Instead, assume Fury Road takes place about three decades after the first three movies, and that Hardy is instead playing Max’s orphan sidekick from Road Warrior, the Feral Kid, now grown up. The Feral Kid is the nonverbal wild child Max sends out on the hood of the truck in climax of the great car chase in Road Warrior.
This would make some aspects of Fury Road better:
- Hardy’s struggles with his diction, swinging from grunts to over-formality, don’t sound much like Gibson’s character’s easy affability, but make more sense if you assume Hardy is playing the former mute child who didn’t learn how to speak until he was about ten.
- It makes a tic in the screenplay less annoying: Charlize Theron keeps asking Tom Hardy his name, and finally toward the end he says, big whoop, “Max.” That’s the name on the marquee, right? But what if Hardy’s character isn’t named Max? Maybe “Max” is to him more of an honorific that he has finally earned for himself over the course of this movie by emulating the legendary hero he knew before he could speak.

Items from a dataset
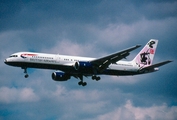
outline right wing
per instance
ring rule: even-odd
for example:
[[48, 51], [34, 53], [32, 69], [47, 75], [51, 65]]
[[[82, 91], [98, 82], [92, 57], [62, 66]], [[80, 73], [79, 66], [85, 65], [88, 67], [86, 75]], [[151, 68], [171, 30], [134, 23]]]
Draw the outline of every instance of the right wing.
[[116, 63], [117, 61], [126, 58], [130, 54], [129, 52], [139, 48], [140, 46], [141, 45], [130, 47], [128, 49], [107, 55], [105, 57], [92, 60], [90, 61], [90, 63], [92, 63], [99, 72], [103, 72], [106, 68], [108, 68], [110, 64]]
[[165, 64], [170, 63], [170, 62], [172, 62], [172, 61], [167, 60], [167, 61], [164, 61], [164, 62], [160, 62], [160, 63], [154, 64], [154, 65], [150, 65], [148, 67], [144, 67], [144, 68], [140, 69], [140, 71], [152, 70], [152, 69], [154, 69], [156, 67], [160, 67], [160, 66], [165, 65]]

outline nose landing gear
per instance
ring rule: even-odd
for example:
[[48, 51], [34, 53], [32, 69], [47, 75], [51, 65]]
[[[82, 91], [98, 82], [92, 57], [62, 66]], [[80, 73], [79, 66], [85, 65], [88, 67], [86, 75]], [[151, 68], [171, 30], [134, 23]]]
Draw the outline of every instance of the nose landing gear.
[[27, 68], [22, 68], [22, 69], [24, 69], [24, 73], [25, 73], [25, 78], [28, 78], [29, 77], [29, 75], [28, 75], [28, 73], [27, 73]]

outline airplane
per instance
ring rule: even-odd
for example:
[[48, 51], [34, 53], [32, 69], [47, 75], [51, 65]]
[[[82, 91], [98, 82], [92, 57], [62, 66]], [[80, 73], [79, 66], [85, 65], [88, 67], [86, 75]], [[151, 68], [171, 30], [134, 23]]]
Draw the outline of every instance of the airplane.
[[86, 86], [87, 83], [83, 81], [83, 76], [91, 76], [93, 80], [98, 81], [101, 79], [99, 75], [133, 76], [158, 71], [158, 67], [172, 61], [167, 60], [152, 64], [157, 44], [158, 40], [151, 39], [131, 61], [123, 61], [122, 59], [126, 59], [131, 51], [139, 48], [141, 45], [100, 58], [18, 52], [6, 58], [4, 63], [24, 69], [25, 78], [29, 76], [27, 68], [52, 69], [55, 70], [52, 73], [54, 81], [67, 81], [71, 77], [75, 77], [80, 79], [79, 85]]

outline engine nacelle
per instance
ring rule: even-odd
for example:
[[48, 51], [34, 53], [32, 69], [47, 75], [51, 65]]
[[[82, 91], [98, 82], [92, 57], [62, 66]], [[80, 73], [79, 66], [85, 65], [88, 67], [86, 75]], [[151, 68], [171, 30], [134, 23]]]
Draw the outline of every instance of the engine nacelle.
[[55, 81], [67, 81], [68, 79], [70, 79], [71, 76], [64, 73], [64, 72], [53, 72], [52, 73], [52, 79]]
[[76, 70], [82, 70], [83, 68], [90, 69], [90, 68], [92, 68], [92, 64], [90, 62], [78, 61], [74, 64], [74, 68]]

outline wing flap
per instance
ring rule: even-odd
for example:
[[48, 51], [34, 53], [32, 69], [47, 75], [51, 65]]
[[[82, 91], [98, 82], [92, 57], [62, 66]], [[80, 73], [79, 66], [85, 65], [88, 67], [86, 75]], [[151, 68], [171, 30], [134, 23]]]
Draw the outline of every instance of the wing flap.
[[99, 72], [102, 72], [110, 64], [114, 64], [117, 61], [119, 61], [119, 60], [121, 60], [123, 58], [126, 58], [130, 54], [129, 52], [131, 52], [131, 51], [133, 51], [133, 50], [135, 50], [135, 49], [137, 49], [139, 47], [140, 47], [140, 45], [136, 45], [136, 46], [130, 47], [128, 49], [125, 49], [125, 50], [122, 50], [122, 51], [119, 51], [119, 52], [107, 55], [105, 57], [101, 57], [101, 58], [92, 60], [92, 61], [90, 61], [90, 63], [92, 63], [93, 65], [95, 65], [97, 67], [97, 70]]

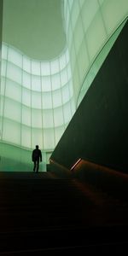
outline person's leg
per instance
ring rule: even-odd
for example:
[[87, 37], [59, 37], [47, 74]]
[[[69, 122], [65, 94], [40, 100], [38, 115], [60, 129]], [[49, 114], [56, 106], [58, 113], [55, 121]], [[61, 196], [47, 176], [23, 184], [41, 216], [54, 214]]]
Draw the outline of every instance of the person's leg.
[[33, 167], [33, 171], [35, 172], [36, 170], [36, 161], [34, 161], [34, 167]]

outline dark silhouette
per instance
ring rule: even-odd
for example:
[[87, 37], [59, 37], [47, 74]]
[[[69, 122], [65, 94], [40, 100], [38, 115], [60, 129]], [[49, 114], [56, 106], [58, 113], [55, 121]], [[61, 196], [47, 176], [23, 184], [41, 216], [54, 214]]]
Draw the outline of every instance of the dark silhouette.
[[34, 172], [36, 171], [36, 172], [38, 172], [39, 160], [40, 160], [40, 162], [42, 162], [42, 153], [41, 153], [41, 150], [38, 149], [38, 145], [36, 145], [36, 148], [32, 151], [32, 159], [34, 163], [33, 171]]

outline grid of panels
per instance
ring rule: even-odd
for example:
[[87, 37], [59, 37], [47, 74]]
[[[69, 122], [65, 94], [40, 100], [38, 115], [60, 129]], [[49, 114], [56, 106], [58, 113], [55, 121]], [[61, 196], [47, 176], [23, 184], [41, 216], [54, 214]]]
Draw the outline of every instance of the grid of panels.
[[1, 140], [54, 149], [74, 113], [68, 51], [38, 61], [3, 43], [1, 77]]
[[[127, 0], [64, 0], [65, 30], [76, 104], [81, 86], [91, 65], [127, 15]], [[99, 65], [96, 69], [98, 68]], [[86, 84], [86, 88], [81, 91], [81, 99], [89, 89], [92, 77], [94, 79], [91, 70], [84, 85]]]

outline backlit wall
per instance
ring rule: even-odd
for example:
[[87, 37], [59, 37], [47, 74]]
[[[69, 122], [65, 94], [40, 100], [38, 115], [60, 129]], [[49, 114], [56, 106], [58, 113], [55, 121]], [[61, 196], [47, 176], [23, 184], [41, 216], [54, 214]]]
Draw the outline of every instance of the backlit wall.
[[[79, 104], [117, 36], [111, 42], [110, 38], [128, 15], [128, 1], [64, 0], [64, 3], [74, 99]], [[110, 44], [97, 59], [108, 41]]]
[[[49, 162], [49, 156], [124, 26], [128, 1], [64, 0], [62, 13], [67, 44], [55, 60], [32, 60], [3, 42], [2, 159], [9, 159], [6, 152], [10, 152], [12, 146], [13, 152], [20, 148], [19, 163], [24, 162], [21, 150], [26, 150], [26, 154], [29, 152], [29, 162], [32, 148], [38, 144]], [[11, 155], [12, 170], [17, 168], [15, 155]], [[3, 170], [4, 163], [3, 160]]]

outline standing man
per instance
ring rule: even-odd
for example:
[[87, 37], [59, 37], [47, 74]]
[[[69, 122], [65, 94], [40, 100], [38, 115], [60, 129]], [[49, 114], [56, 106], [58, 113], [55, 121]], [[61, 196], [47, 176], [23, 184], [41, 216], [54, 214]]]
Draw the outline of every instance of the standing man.
[[33, 171], [34, 172], [36, 171], [36, 172], [38, 172], [39, 160], [40, 160], [40, 162], [42, 162], [42, 153], [41, 153], [41, 150], [38, 149], [38, 145], [36, 145], [36, 148], [32, 151], [32, 159], [34, 163]]

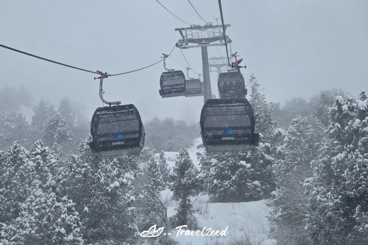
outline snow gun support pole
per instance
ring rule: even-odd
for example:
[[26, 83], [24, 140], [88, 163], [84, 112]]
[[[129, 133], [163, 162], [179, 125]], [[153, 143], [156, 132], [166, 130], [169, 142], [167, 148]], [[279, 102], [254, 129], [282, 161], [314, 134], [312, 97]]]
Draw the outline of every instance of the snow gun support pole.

▶ Aim
Continue the piece arguing that Tom Hardy plays a grown-up Feral Kid in Fury Road, picking up right after its last sentence.

▶ Output of the exercise
- Fury Road’s hero’s flashbacks to a lost loved one are to a little girl, but Mad Max famously lost a little boy to the bad guys in the 1979 first movie.
- The circumstances of Fury Road, such as the pervasive problem of birth defects among young males caused, presumably, by mutations due to nuclear war fallout, make more sense if you assume this movie takes place a generation after the earlier movies.
- And it holds open the option of casting Mel as the aged Max in a future sequel.
I’m sure there are holes in this theory, but it makes me like Fury Road considerably more than I did before I heard it.
The Age of Franchises in movies has some interesting effects on storytelling, such as making a virtue out of keeping your options open. You can float trial balloons over the Internet and see what fans think.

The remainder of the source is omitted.